Pull each line containing "roof" out of the data and copy it.
GIVEN RECORDS below:
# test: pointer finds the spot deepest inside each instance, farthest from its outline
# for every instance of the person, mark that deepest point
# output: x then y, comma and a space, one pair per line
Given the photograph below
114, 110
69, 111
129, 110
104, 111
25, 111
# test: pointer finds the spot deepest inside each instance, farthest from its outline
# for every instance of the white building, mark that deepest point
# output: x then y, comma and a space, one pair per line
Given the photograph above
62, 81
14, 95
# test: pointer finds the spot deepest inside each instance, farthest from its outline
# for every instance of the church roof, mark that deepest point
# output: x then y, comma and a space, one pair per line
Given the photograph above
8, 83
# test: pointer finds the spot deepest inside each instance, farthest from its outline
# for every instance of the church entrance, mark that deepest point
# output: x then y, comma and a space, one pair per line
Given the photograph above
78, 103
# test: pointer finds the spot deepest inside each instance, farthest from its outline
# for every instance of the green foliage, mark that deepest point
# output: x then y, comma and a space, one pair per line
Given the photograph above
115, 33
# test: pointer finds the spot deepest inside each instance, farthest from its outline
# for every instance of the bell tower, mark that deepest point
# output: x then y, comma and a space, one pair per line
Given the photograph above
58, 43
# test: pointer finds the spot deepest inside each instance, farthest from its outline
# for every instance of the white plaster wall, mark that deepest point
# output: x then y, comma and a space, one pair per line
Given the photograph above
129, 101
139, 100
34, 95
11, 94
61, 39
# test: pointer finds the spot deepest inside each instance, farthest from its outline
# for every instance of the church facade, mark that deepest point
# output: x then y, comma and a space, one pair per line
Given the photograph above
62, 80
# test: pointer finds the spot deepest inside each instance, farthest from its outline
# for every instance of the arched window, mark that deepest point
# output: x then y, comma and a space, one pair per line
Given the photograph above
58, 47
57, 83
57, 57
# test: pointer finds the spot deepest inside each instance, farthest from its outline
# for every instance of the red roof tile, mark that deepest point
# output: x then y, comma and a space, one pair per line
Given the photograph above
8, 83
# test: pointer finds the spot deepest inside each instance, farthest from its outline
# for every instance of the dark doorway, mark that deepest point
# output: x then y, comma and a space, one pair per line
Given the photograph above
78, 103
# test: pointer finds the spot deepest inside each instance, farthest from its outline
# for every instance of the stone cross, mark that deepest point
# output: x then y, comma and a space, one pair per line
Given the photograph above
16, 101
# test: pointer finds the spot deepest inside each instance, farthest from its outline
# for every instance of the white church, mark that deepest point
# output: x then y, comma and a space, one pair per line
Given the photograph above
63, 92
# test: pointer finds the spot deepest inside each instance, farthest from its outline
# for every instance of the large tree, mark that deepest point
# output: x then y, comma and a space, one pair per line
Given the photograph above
End of GIVEN RECORDS.
__COMPLETED TASK__:
# for every instance of the church roof, mark that deepest point
# for every instance of the red roof tile, mark that deepest point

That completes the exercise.